*Supplied entries*
┌──

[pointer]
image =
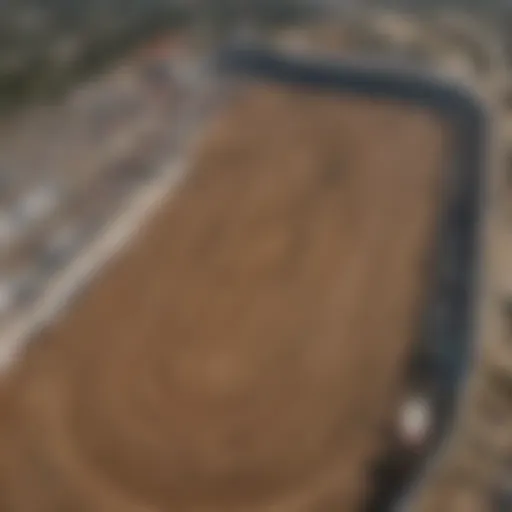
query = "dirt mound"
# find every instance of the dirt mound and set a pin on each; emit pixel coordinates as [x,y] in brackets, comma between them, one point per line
[245,351]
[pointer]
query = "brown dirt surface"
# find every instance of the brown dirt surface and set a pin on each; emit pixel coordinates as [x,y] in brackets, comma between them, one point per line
[244,352]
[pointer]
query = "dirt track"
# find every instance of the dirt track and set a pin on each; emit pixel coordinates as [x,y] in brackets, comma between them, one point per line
[245,352]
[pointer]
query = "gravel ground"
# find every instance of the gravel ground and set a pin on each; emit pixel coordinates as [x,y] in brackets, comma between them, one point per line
[245,351]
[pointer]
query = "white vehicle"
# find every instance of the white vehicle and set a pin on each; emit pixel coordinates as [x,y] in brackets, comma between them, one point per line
[38,204]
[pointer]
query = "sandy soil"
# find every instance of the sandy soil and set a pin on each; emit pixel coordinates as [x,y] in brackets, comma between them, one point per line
[244,353]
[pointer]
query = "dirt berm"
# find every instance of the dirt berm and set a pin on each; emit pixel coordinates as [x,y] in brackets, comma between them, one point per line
[244,352]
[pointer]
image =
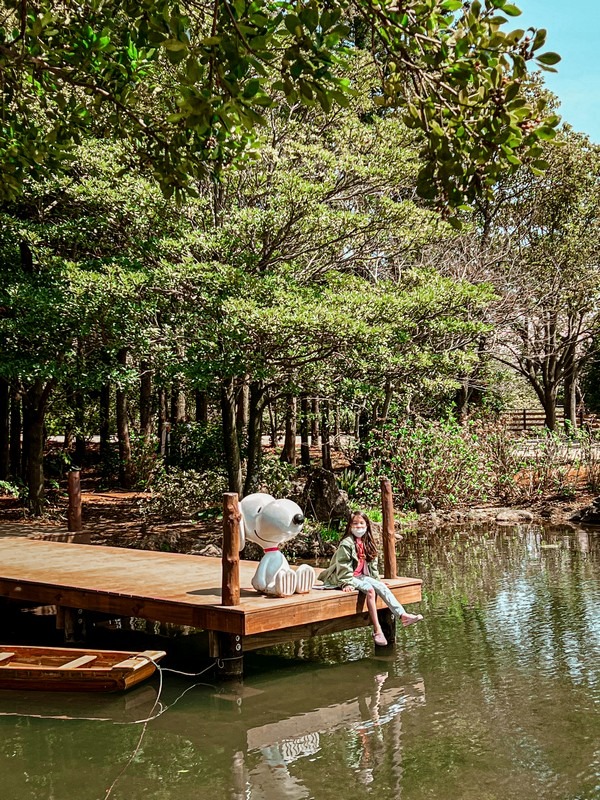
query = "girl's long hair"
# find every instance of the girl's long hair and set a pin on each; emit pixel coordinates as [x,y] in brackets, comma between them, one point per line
[368,538]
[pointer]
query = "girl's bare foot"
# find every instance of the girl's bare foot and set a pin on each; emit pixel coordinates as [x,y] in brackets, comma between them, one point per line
[410,619]
[379,638]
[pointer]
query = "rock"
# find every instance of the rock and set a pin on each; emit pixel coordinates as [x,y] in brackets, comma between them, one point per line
[478,515]
[424,505]
[590,515]
[210,550]
[322,498]
[514,516]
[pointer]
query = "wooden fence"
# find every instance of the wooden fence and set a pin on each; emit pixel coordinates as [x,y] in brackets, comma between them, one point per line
[524,419]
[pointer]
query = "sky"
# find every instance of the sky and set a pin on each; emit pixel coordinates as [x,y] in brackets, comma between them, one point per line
[574,33]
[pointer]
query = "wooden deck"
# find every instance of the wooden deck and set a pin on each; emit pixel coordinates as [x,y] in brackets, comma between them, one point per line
[181,589]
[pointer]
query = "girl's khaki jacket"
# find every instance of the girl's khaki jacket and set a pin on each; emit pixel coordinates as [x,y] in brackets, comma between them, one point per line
[344,561]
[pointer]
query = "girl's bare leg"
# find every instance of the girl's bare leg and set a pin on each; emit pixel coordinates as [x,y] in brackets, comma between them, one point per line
[372,608]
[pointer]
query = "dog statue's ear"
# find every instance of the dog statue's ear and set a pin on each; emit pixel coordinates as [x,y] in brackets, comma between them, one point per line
[242,532]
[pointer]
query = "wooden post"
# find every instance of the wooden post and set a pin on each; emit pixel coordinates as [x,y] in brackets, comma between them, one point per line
[388,536]
[387,530]
[74,509]
[226,649]
[230,582]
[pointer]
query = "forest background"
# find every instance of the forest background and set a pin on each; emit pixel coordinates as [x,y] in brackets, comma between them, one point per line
[376,243]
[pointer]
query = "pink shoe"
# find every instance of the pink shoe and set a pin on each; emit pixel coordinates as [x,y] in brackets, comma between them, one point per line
[379,639]
[410,619]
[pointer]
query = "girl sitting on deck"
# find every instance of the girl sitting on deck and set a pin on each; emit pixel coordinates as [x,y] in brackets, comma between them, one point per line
[354,566]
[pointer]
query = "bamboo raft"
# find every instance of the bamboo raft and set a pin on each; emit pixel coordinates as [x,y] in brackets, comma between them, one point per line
[205,593]
[60,669]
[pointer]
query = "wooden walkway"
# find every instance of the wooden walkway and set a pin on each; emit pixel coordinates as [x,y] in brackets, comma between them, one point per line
[181,589]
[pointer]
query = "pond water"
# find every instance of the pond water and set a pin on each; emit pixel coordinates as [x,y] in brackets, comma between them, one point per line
[494,696]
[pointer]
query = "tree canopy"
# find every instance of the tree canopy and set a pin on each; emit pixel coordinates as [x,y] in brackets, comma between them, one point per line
[185,84]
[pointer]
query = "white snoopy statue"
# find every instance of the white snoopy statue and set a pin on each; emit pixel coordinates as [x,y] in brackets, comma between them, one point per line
[269,523]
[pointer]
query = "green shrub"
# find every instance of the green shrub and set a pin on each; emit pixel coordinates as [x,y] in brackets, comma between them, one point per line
[440,460]
[275,477]
[196,446]
[184,494]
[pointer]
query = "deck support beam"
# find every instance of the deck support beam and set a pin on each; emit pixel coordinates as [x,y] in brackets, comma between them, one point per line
[73,622]
[227,649]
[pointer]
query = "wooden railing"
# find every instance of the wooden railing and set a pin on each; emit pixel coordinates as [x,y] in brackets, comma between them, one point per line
[524,419]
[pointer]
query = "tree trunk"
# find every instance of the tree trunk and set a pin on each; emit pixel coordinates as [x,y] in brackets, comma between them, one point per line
[256,406]
[15,433]
[314,424]
[389,393]
[243,399]
[4,429]
[70,425]
[125,465]
[570,391]
[325,436]
[177,406]
[304,432]
[230,438]
[201,400]
[549,404]
[146,409]
[272,422]
[80,444]
[104,421]
[288,453]
[34,411]
[163,423]
[35,460]
[25,411]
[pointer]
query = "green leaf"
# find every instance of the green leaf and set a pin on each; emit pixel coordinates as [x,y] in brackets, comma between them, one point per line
[174,45]
[548,58]
[292,23]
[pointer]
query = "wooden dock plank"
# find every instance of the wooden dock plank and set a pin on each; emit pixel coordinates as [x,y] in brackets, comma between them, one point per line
[168,587]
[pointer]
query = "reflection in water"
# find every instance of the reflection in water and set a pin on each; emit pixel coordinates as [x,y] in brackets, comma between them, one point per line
[495,696]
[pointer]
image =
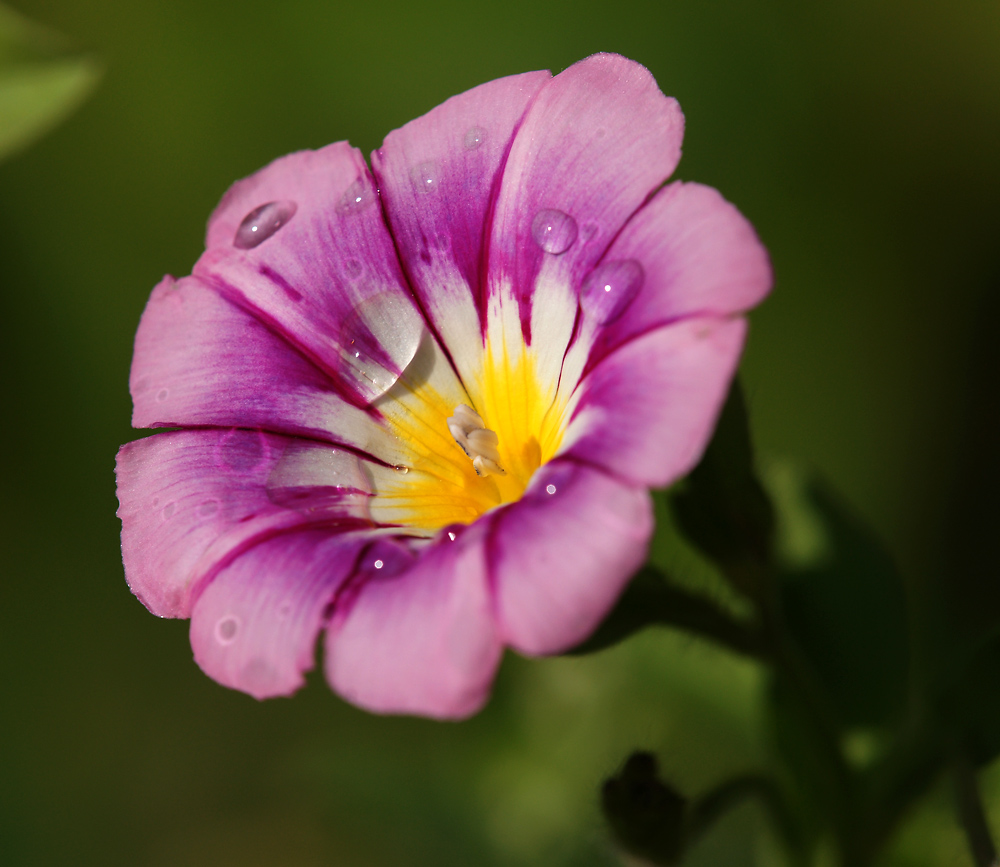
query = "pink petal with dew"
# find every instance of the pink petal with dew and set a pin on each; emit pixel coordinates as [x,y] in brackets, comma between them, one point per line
[200,360]
[438,177]
[647,410]
[327,278]
[421,641]
[255,626]
[596,141]
[562,555]
[191,499]
[698,256]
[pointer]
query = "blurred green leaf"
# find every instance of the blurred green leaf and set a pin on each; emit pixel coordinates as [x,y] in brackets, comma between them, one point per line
[40,84]
[651,599]
[846,611]
[721,507]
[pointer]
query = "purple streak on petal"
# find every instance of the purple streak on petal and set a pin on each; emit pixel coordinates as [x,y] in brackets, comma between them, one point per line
[648,409]
[561,556]
[254,628]
[360,328]
[439,226]
[423,641]
[200,360]
[191,499]
[597,140]
[700,256]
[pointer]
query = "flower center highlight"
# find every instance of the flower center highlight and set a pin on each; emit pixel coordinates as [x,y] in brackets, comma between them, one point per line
[476,441]
[468,457]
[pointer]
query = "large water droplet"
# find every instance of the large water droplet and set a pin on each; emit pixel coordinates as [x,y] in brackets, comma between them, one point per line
[356,198]
[226,629]
[378,342]
[262,222]
[610,288]
[425,177]
[474,138]
[553,231]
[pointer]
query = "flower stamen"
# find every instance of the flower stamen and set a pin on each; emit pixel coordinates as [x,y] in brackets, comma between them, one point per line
[476,440]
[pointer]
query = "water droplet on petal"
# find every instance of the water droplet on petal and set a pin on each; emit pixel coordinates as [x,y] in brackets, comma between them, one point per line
[241,450]
[262,222]
[425,177]
[474,138]
[208,508]
[378,342]
[356,198]
[553,231]
[226,629]
[610,288]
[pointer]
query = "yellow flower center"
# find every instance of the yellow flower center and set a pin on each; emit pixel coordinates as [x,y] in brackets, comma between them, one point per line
[516,425]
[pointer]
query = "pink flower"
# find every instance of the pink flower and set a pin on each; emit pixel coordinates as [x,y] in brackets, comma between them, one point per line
[419,411]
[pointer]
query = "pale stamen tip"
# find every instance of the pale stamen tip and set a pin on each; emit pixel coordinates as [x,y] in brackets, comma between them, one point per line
[476,440]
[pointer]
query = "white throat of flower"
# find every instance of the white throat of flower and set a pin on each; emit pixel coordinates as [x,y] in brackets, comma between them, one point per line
[478,442]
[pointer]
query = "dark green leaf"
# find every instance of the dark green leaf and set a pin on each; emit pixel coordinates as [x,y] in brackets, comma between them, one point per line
[847,613]
[39,85]
[721,507]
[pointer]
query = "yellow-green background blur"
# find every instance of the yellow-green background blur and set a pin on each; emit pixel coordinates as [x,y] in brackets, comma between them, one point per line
[863,141]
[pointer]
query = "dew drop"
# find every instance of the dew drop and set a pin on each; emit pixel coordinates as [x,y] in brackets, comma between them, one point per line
[553,231]
[610,288]
[425,177]
[262,222]
[377,342]
[241,450]
[356,198]
[208,508]
[474,138]
[226,629]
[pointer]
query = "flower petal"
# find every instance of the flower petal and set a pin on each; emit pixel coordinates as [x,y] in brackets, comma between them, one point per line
[328,278]
[254,628]
[422,641]
[438,177]
[200,360]
[646,411]
[699,256]
[596,141]
[562,555]
[190,499]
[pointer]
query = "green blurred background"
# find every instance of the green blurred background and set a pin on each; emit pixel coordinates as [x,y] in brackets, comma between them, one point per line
[861,139]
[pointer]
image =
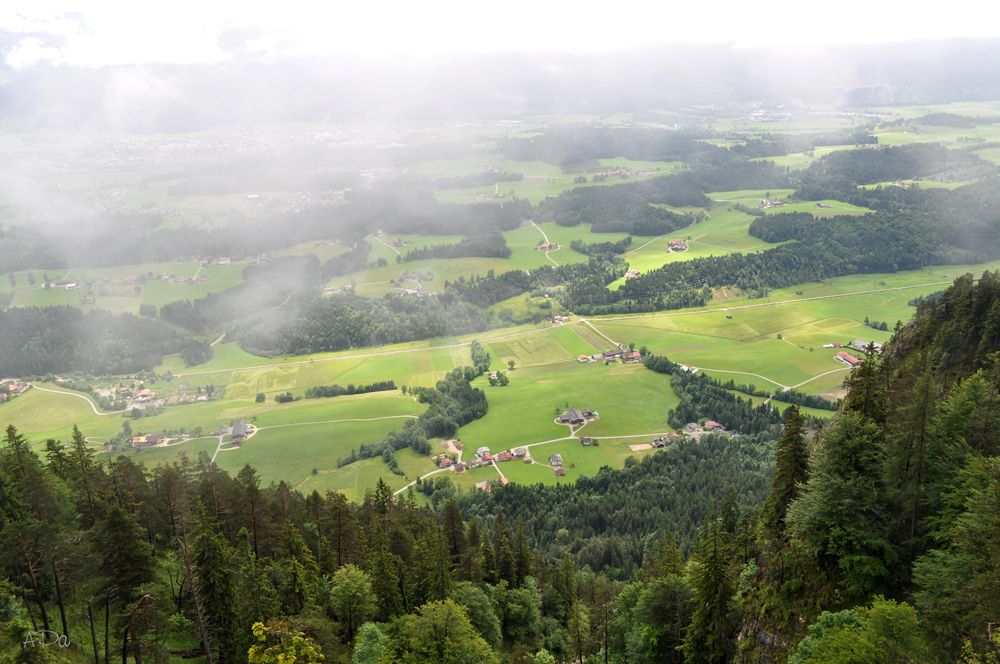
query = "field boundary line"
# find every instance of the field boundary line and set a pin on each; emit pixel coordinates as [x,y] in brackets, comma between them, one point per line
[771,304]
[815,377]
[351,419]
[80,396]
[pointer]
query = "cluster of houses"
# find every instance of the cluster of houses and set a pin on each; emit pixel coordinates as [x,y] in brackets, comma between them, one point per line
[693,429]
[14,388]
[660,443]
[148,440]
[611,356]
[767,205]
[482,458]
[239,433]
[575,416]
[848,359]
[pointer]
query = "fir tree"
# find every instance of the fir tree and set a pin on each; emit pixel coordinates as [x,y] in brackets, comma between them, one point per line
[711,636]
[524,558]
[506,565]
[791,472]
[215,586]
[489,564]
[839,516]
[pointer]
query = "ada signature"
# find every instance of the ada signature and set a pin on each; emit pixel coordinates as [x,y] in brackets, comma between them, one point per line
[41,638]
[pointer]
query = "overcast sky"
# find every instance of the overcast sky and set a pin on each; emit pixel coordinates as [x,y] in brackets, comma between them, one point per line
[105,32]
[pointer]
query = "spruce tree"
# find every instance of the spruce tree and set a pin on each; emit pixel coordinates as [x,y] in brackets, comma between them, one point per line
[215,585]
[489,562]
[711,636]
[524,558]
[471,569]
[791,471]
[504,554]
[385,577]
[839,517]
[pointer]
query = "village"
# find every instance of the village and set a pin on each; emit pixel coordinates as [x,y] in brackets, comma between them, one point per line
[574,418]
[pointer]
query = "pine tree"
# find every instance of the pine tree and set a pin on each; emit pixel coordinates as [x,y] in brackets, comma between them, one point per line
[524,558]
[385,577]
[454,532]
[791,472]
[471,569]
[489,562]
[839,517]
[504,555]
[711,636]
[215,585]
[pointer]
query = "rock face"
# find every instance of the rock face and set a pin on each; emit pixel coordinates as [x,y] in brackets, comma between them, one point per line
[757,645]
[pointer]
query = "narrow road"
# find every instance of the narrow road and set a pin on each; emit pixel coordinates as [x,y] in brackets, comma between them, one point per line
[78,396]
[645,245]
[354,419]
[388,245]
[772,304]
[546,237]
[585,321]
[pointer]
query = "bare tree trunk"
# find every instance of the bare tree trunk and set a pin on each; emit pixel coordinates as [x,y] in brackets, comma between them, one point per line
[24,596]
[107,629]
[199,615]
[62,608]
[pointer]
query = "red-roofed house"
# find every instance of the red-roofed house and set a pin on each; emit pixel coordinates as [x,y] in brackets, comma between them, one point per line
[848,359]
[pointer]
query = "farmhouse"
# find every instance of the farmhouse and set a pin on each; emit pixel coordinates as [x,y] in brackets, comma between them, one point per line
[572,416]
[848,359]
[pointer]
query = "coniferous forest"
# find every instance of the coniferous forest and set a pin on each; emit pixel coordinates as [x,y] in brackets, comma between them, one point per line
[875,538]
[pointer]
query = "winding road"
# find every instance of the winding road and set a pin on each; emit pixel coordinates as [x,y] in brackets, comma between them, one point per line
[78,396]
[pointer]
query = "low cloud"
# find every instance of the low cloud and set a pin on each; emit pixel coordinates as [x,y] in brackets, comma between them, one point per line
[30,52]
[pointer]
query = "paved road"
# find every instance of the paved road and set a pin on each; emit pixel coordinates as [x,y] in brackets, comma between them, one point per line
[78,396]
[546,242]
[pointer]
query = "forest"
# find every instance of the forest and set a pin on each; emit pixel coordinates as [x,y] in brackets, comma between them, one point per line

└──

*What the task asks*
Identify every line in the listing above that contains the string "droplet", and reproduce each such line in full. The match is case-sensitive.

*Reply to the task*
query = "large water droplet"
# find every instance of the large water droplet and set a pin on each; emit pixel coordinates as [x,y] in brackets, comma between them, one point per line
query = "water droplet on petal"
# find every instance of the water droplet on petal and set a pin on each; emit pixel coordinates as [x,y] in brackets, comma between them, one point per line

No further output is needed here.